• OBJECTIVE:
Pick out and copy every line in the material below that contains the string "tile". Matches are case-sensitive.

· · · · · · ·

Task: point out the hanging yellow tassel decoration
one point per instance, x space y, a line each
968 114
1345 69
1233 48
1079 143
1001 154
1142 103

· · · · · · ·

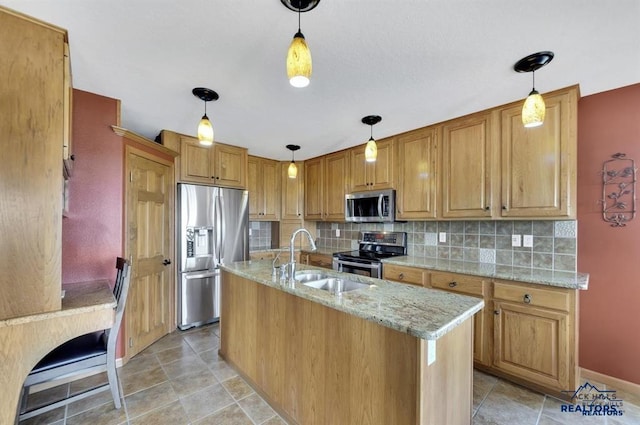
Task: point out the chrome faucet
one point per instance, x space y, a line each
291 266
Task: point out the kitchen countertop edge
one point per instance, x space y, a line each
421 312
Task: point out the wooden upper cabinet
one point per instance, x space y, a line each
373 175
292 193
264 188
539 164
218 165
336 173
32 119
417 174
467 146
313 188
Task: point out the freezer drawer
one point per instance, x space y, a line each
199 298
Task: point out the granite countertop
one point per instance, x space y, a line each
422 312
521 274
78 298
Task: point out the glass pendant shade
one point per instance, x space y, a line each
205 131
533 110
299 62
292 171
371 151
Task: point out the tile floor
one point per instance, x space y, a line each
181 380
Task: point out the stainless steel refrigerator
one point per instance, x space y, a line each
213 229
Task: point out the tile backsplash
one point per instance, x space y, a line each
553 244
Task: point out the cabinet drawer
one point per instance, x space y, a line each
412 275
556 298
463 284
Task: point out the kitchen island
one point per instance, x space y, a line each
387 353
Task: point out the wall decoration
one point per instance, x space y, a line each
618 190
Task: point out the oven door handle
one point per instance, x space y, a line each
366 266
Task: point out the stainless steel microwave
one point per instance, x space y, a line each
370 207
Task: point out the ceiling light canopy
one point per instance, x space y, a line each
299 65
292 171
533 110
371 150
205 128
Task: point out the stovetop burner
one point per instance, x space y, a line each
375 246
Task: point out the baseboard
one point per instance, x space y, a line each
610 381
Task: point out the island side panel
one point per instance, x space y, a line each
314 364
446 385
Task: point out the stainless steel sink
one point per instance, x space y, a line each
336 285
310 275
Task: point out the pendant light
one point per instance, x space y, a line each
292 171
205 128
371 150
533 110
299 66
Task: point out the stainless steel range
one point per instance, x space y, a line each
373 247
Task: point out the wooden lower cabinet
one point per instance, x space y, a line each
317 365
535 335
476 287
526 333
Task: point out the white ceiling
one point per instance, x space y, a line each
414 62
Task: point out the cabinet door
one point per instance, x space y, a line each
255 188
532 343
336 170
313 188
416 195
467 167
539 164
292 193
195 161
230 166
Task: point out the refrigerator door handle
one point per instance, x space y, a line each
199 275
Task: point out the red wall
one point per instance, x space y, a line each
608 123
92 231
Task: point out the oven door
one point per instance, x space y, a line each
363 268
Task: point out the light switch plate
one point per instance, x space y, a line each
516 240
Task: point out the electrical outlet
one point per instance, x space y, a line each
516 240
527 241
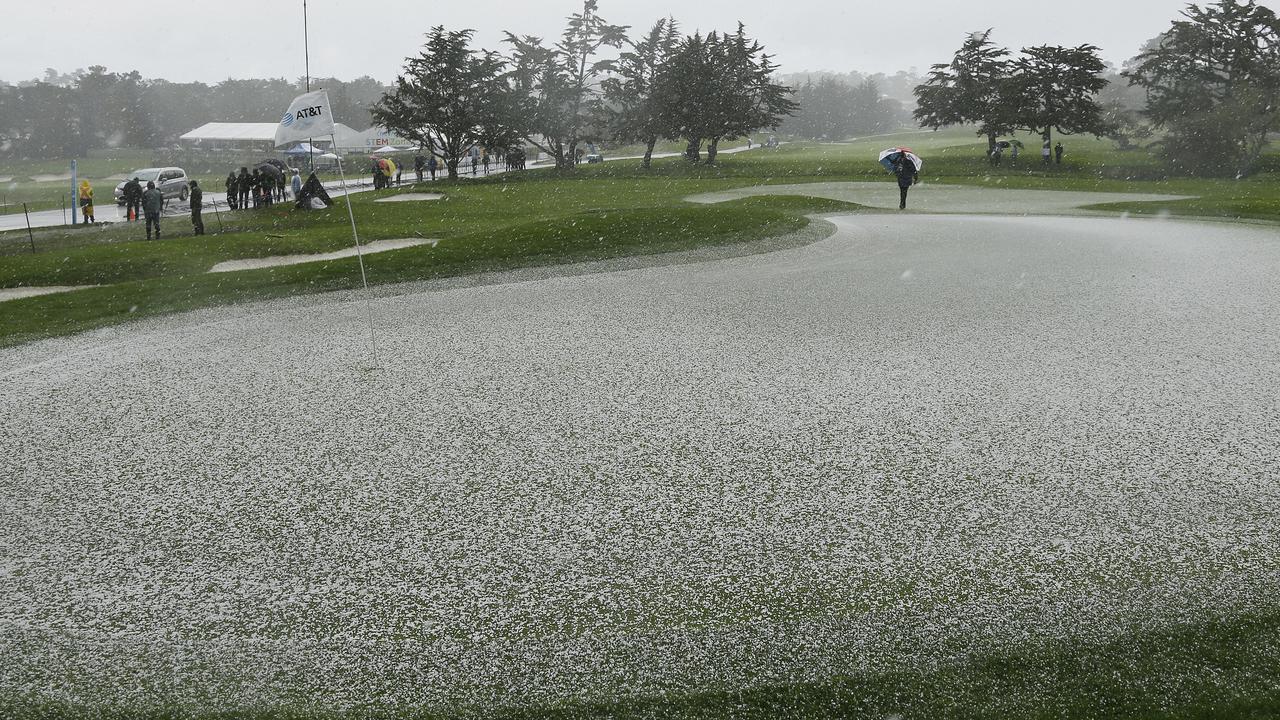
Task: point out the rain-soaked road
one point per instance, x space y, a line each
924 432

· · · · · · ·

• EXERCISE RESPONSE:
Task: point out the tile floor
Task: point out the tile backsplash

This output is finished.